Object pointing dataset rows
'''

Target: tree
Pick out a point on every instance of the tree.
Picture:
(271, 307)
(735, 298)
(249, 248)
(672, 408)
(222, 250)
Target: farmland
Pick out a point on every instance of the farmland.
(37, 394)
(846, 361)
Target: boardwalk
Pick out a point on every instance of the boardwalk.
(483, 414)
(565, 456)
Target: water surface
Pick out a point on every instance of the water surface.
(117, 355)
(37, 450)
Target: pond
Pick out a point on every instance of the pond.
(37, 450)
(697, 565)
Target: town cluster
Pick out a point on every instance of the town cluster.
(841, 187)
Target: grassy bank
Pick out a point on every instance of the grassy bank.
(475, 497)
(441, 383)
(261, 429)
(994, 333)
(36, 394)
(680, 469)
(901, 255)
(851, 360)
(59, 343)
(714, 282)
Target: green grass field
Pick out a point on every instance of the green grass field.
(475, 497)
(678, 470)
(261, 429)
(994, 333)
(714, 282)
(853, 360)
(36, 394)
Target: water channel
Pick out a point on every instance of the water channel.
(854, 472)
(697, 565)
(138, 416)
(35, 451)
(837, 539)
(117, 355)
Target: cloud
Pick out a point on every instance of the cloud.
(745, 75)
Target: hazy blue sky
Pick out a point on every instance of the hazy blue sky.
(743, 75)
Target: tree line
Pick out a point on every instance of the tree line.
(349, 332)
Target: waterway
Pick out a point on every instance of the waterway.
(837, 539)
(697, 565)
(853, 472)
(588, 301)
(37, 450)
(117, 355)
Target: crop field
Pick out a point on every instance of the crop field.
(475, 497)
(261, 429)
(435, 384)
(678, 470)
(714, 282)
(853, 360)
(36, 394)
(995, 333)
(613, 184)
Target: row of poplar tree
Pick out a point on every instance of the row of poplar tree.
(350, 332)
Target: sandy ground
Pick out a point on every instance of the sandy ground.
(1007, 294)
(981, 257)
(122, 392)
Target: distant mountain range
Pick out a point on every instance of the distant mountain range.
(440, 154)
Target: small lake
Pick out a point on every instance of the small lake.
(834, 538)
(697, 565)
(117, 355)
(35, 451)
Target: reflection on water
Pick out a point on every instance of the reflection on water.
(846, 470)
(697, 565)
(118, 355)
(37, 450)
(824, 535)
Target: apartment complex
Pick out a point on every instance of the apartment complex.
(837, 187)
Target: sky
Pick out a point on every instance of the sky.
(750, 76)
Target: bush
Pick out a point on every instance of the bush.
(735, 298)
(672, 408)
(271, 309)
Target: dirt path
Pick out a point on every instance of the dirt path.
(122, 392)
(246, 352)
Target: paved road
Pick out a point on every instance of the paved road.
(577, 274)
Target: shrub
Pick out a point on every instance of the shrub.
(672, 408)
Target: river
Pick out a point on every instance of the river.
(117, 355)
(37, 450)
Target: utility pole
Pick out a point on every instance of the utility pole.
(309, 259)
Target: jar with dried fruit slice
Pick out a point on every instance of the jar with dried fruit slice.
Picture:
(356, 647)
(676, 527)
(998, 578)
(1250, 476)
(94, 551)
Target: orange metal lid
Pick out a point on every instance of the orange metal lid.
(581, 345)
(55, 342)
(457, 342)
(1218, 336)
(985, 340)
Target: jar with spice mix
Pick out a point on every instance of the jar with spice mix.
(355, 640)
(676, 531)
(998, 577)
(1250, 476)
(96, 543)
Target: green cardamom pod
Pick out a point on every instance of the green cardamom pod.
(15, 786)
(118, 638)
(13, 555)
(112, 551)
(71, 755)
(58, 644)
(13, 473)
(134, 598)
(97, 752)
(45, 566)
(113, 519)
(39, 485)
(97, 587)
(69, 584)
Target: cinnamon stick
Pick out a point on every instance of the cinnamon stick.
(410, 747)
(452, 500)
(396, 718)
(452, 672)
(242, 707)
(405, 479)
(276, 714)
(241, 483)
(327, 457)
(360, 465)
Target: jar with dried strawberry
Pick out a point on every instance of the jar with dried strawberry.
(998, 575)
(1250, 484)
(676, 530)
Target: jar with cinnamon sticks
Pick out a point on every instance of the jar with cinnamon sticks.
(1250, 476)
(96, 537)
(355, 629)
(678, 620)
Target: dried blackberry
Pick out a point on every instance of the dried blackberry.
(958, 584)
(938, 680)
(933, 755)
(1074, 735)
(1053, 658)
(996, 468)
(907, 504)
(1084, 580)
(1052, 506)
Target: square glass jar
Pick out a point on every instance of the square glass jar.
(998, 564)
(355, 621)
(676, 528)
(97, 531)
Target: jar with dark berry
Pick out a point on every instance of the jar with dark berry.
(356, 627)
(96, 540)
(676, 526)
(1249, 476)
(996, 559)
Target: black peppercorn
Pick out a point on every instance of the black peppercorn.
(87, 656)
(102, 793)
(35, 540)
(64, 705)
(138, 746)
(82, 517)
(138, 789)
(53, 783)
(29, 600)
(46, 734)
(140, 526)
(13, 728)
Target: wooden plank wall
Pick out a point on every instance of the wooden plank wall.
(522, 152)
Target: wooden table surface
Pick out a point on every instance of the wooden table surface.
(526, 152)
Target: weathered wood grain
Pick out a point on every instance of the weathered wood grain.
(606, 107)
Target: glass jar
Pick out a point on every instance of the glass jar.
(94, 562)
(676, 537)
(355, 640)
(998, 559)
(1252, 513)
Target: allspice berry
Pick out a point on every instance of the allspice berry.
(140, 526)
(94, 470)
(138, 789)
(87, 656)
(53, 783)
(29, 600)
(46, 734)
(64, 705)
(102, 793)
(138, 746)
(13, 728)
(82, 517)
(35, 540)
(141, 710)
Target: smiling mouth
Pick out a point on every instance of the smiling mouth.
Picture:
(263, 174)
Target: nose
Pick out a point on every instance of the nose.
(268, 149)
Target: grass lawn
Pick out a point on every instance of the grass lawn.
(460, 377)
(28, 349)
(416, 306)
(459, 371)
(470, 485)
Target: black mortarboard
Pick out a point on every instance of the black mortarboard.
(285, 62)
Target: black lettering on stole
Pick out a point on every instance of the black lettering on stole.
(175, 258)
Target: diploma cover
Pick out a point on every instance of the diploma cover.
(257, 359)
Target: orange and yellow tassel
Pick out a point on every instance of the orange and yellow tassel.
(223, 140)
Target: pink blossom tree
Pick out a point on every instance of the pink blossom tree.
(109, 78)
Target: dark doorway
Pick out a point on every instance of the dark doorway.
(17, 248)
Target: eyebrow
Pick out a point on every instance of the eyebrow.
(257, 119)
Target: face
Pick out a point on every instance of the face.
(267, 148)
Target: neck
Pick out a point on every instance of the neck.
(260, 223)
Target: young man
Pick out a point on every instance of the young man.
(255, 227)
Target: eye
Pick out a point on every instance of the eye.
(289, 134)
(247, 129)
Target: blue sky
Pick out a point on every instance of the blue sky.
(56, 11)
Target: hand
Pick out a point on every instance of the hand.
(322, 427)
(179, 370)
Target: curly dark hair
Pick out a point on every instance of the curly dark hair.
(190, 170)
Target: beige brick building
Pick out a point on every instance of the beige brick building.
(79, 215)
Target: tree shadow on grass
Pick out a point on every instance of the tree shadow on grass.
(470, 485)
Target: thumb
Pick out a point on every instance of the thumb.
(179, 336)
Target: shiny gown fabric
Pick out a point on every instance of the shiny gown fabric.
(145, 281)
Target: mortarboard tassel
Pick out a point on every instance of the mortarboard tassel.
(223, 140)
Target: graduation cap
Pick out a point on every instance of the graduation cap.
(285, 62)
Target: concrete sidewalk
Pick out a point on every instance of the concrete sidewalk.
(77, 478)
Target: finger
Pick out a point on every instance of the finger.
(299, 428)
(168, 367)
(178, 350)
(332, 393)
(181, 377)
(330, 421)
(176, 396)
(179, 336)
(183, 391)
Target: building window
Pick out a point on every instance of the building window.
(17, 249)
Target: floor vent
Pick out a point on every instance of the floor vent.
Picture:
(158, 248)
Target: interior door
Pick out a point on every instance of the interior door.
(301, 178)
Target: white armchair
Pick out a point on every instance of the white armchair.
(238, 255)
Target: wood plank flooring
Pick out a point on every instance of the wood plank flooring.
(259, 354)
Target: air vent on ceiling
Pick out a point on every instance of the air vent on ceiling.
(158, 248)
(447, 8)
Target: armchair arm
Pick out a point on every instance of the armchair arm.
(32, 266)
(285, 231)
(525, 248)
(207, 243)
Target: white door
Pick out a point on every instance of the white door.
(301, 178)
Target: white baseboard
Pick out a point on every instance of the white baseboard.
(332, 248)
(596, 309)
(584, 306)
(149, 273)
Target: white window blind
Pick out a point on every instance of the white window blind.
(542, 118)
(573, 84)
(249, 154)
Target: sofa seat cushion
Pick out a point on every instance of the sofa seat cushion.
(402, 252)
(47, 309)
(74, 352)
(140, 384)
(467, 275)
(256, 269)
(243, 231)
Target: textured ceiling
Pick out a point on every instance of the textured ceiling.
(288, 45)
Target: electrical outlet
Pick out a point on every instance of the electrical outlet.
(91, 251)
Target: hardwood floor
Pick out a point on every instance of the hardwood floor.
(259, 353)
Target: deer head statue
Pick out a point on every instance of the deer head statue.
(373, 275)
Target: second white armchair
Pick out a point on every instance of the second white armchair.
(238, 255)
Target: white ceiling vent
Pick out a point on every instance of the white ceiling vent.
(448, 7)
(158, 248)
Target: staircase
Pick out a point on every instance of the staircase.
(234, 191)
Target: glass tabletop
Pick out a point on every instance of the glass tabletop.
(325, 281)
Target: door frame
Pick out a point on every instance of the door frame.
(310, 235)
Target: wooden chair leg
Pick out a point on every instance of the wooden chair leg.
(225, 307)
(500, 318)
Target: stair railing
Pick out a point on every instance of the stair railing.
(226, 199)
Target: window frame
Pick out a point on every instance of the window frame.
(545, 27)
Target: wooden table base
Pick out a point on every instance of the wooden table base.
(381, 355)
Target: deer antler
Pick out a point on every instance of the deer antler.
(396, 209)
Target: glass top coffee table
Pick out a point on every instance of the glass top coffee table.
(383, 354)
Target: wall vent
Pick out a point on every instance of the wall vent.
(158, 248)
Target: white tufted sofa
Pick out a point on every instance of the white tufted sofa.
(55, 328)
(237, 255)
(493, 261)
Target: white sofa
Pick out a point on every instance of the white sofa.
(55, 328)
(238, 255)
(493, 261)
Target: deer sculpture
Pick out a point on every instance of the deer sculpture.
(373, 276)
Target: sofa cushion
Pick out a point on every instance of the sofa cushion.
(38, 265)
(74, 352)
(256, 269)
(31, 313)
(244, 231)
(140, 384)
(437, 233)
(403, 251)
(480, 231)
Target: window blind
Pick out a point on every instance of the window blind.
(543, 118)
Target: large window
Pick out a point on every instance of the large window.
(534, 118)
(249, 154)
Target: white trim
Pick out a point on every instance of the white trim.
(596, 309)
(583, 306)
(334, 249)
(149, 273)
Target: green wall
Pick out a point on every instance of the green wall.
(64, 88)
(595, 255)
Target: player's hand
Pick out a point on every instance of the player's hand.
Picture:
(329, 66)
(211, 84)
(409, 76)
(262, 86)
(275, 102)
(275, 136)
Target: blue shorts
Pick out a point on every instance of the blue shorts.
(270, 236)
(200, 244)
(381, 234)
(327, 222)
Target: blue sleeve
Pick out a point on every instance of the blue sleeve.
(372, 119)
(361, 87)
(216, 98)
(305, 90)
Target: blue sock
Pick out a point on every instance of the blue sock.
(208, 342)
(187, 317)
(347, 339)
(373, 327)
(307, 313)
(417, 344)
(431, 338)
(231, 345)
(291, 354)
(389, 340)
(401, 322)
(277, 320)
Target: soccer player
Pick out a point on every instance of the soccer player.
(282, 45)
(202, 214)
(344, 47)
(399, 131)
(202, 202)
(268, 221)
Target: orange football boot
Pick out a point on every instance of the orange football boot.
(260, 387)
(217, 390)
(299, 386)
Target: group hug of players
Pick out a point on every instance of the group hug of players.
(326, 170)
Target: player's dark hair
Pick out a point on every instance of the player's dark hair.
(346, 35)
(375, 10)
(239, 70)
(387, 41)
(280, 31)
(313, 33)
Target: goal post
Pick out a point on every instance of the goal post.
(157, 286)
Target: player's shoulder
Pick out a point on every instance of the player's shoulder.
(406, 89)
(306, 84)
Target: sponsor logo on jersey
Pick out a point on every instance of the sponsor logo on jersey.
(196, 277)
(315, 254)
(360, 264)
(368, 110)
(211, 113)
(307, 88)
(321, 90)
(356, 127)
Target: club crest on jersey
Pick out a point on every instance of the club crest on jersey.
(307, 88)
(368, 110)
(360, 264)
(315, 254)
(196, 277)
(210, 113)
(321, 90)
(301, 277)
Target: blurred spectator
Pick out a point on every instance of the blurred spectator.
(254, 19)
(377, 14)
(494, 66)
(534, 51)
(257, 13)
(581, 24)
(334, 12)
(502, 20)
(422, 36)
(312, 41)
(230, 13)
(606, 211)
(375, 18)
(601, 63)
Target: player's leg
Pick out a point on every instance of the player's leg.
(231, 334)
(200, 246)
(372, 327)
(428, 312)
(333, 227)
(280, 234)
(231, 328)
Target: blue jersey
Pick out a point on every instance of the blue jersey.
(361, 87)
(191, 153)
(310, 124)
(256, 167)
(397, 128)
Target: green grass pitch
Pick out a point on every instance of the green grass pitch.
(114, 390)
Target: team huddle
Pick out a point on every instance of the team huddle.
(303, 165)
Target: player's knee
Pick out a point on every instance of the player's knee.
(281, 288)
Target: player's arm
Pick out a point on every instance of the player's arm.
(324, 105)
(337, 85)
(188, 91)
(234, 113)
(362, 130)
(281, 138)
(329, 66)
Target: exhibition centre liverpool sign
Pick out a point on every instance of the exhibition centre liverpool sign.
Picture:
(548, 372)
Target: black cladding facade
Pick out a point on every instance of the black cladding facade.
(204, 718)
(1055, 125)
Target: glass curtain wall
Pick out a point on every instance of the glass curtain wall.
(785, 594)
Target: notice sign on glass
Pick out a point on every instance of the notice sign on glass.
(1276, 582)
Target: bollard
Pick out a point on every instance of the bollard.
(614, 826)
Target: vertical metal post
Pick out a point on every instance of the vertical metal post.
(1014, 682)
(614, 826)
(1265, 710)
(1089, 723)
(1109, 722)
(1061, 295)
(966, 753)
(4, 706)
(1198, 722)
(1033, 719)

'''

> _TASK REQUIREMENTS_: Arrange the material above as a Markdown table with the columns "Row" and "Line". Include every line from the one containing "Target: glass curtain wall" through the end of the material, inclusive, number each row, and leave out any blank lines.

> _ANSWER TO THIS EXERCISE_:
| Row | Line |
|---|---|
| 1 | Target: glass curtain wall |
| 2 | Pick out a point on every instance of the glass curtain wall. |
| 3 | (785, 594) |
| 4 | Target: notice sign on glass |
| 5 | Pick out a point on every instance of the notice sign on glass. |
| 6 | (1276, 582) |
| 7 | Target: bollard |
| 8 | Pick out a point on every instance of the bollard. |
| 9 | (614, 826) |
| 10 | Target: vertical metal post |
| 11 | Pick out a point on every instance of the vertical metal post. |
| 12 | (1014, 682) |
| 13 | (614, 826) |
| 14 | (1265, 710) |
| 15 | (1089, 723) |
| 16 | (1109, 722) |
| 17 | (1061, 295) |
| 18 | (966, 753) |
| 19 | (4, 706) |
| 20 | (1198, 722) |
| 21 | (1033, 719) |